**DATASET RECORDS:**
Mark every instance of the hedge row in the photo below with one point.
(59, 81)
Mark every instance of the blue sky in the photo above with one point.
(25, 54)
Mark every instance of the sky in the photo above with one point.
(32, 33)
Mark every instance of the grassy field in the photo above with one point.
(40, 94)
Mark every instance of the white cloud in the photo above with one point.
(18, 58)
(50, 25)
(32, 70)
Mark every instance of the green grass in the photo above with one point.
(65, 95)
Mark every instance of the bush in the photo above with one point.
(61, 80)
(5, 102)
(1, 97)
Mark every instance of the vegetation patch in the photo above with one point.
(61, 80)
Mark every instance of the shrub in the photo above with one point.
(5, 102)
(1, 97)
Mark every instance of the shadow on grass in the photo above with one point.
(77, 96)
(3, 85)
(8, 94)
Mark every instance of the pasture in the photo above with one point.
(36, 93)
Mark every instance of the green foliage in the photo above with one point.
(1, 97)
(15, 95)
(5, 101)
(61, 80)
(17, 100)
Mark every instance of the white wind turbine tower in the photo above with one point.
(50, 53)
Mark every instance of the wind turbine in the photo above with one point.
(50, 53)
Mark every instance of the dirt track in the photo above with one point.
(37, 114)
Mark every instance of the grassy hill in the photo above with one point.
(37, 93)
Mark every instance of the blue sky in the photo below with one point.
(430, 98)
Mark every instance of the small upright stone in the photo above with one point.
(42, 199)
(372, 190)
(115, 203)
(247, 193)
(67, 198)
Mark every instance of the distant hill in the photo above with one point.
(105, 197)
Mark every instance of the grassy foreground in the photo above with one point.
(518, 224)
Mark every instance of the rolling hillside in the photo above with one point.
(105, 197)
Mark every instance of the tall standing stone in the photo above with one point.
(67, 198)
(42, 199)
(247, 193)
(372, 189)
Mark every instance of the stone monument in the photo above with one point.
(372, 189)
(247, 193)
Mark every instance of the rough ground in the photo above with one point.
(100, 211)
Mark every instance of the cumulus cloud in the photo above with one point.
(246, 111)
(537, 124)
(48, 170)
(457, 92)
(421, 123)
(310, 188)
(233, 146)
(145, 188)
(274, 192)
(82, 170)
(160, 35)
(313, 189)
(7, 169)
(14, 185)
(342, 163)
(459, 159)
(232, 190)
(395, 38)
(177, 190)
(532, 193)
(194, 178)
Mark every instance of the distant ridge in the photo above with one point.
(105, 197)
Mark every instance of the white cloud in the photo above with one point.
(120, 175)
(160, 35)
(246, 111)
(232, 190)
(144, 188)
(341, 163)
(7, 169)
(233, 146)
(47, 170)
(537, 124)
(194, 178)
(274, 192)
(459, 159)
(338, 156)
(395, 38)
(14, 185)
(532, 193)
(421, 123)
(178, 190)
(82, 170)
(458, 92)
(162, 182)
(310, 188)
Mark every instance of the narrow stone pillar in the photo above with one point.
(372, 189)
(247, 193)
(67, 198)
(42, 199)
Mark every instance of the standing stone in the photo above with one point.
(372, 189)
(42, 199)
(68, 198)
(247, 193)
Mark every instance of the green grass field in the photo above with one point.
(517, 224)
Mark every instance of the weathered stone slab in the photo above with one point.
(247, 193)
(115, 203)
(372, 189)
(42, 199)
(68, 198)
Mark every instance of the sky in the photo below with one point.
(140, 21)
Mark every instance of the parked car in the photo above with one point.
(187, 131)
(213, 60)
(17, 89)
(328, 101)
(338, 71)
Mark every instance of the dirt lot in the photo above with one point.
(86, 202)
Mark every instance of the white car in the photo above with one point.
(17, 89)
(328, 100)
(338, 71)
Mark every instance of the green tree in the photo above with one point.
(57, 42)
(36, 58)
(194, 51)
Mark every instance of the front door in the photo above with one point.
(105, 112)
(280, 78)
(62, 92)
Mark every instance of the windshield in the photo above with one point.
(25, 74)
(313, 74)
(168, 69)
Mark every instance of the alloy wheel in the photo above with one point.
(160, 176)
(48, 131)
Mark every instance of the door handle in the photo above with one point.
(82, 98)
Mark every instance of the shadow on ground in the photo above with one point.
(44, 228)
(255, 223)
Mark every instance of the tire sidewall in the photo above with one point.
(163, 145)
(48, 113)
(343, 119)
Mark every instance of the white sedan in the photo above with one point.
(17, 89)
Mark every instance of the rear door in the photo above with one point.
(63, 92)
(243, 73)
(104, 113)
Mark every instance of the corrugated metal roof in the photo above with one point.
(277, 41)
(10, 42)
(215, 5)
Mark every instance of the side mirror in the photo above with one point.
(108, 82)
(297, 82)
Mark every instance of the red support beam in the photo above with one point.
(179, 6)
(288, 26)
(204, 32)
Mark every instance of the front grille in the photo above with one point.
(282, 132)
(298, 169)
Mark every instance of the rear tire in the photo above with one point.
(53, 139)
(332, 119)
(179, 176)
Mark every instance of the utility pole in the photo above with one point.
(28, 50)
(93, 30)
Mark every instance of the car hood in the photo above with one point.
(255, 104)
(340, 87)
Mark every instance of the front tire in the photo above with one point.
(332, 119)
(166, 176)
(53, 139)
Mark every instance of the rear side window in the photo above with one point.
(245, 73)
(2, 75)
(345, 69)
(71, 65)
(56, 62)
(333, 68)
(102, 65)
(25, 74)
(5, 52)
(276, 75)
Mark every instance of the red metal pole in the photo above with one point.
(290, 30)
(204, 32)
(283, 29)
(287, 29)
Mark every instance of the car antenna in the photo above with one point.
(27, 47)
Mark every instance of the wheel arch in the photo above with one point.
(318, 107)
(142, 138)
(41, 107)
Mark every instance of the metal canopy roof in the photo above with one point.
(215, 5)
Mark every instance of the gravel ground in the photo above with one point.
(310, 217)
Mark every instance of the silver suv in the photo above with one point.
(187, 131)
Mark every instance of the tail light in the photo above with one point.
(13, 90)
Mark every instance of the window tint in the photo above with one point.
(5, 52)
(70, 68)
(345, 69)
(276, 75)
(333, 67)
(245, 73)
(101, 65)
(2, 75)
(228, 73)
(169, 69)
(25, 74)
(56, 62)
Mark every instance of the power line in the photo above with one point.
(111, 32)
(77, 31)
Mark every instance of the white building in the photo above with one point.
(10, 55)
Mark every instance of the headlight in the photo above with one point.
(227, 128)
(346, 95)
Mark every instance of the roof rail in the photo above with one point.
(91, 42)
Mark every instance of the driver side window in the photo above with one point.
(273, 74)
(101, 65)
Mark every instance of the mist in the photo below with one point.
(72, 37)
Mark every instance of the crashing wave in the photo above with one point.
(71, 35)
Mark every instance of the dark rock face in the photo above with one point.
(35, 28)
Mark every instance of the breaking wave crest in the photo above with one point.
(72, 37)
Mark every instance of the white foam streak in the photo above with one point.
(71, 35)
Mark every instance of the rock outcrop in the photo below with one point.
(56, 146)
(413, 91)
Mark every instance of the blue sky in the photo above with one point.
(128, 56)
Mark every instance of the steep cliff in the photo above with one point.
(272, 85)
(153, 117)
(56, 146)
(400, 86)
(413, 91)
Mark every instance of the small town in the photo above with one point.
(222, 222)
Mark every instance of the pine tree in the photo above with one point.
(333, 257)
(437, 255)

**EXERCISE OBJECTIVE:**
A verbatim transcription is required of the lines from the one with "Mark every instance of the white building" through the final line of the entries above, and of nothing else.

**TASK OUTPUT:**
Mark every instance of the white building in the photo above with one point.
(10, 55)
Mark every instance of the headlight in the photo above with one point.
(227, 128)
(346, 95)
Mark every instance of the roof rail in the photo above with one point.
(91, 42)
Mark every instance of the driver side window in the photo above with one point.
(273, 74)
(101, 65)
Mark every instance of the mist in the photo below with one point.
(72, 37)
Mark every instance of the crashing wave in the photo above with one point.
(71, 35)
Mark every instance of the dark rock face in the photo above with one point.
(35, 28)
Mark every instance of the breaking wave crest in the photo above with one point.
(72, 37)
Mark every instance of the white foam streak in the photo above with one point.
(71, 35)
Mark every instance of the rock outcrop in the photo below with one point.
(56, 146)
(413, 91)
Mark every instance of the blue sky in the photo above with one point.
(128, 56)
Mark every instance of the steep cliff in the photo above with one point.
(272, 85)
(153, 117)
(56, 146)
(400, 86)
(413, 91)
Mark every instance of the small town in the photo above with one point.
(222, 222)
Mark every instance of the pine tree in the photo above with one point.
(333, 257)
(437, 255)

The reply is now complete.